> Activity
Retype all of the data exactly as given.
....................
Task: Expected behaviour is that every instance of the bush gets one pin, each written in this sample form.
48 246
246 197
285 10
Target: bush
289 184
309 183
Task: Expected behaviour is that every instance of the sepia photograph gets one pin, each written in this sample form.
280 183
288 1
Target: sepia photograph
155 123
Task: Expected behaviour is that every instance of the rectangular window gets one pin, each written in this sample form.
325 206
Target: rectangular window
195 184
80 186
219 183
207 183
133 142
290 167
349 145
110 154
....................
> Output below
Task: Expected behaviour is that every instance of the bush gets one pin, each written in this sample form.
48 246
246 197
285 10
Target: bush
289 184
309 183
Task: Expected behaviour is that every instance of the sepia photograph gets one pin, each written in this sample form.
280 183
288 1
Target: sepia photograph
155 123
Task: Expected behaviour is that every instance of the rectangular window gets one pin, each written in this sample form.
325 206
Target: rectangular window
195 184
80 186
219 183
207 183
133 142
290 167
349 145
110 154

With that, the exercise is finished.